## Begin Task material

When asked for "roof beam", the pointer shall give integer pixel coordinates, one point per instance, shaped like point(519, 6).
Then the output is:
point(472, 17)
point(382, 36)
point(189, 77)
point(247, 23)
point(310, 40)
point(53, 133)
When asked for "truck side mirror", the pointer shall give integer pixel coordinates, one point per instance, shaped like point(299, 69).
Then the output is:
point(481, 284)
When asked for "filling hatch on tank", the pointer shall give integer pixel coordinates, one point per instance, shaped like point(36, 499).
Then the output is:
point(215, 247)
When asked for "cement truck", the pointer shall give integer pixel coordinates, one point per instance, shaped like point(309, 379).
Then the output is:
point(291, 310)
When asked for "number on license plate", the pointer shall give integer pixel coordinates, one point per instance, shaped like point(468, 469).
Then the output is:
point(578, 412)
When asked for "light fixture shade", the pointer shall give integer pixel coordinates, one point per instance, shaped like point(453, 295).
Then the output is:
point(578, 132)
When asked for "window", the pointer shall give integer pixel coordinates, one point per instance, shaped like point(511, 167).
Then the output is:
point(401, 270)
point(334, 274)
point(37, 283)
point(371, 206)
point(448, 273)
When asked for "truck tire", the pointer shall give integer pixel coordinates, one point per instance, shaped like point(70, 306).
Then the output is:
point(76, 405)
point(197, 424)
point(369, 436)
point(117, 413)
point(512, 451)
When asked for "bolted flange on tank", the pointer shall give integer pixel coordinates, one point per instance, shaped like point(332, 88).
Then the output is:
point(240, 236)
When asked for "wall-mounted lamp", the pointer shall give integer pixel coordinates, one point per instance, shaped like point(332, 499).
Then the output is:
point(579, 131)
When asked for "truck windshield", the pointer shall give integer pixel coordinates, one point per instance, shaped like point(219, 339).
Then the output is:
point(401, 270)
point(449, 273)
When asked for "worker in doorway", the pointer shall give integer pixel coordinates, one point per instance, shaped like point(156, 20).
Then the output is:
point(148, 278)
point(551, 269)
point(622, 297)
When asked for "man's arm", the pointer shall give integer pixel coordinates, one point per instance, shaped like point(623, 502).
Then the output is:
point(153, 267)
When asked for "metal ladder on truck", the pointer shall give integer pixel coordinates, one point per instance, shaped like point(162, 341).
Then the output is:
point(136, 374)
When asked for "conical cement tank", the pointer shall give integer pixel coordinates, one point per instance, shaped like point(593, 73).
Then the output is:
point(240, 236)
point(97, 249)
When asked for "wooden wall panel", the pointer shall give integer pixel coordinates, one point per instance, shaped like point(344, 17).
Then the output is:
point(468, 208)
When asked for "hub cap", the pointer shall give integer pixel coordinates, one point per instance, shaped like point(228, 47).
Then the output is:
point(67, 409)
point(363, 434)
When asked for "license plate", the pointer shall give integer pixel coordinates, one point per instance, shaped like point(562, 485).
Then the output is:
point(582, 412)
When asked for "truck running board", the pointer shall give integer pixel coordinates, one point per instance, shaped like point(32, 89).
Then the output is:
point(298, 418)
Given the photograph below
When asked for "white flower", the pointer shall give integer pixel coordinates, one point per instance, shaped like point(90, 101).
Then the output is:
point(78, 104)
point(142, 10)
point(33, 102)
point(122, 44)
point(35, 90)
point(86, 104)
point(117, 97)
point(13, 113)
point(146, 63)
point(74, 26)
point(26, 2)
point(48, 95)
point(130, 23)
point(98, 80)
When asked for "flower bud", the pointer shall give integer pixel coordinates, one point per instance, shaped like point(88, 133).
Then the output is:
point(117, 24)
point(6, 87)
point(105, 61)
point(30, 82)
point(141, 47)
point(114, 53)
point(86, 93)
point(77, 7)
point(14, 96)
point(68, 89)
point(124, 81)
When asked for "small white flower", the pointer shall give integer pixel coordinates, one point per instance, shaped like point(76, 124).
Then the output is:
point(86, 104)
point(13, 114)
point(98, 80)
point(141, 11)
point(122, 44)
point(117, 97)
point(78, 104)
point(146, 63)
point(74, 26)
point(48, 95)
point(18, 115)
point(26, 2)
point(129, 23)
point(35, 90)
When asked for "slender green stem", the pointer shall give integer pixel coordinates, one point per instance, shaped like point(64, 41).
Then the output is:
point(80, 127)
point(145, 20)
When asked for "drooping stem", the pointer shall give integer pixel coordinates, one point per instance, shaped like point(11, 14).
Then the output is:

## End Task material

* [What you have to do]
Render the lines above as a numbered list, beginning with the line that contains "like point(299, 69)." and continuing through the line that contains "point(481, 284)". Include only those lines and leave out any blank ones.

* [Answer]
1. When asked for "truck side mirror", the pointer shall give integer pixel coordinates, one point per instance, shaped like point(299, 69).
2. Then the output is:
3. point(481, 284)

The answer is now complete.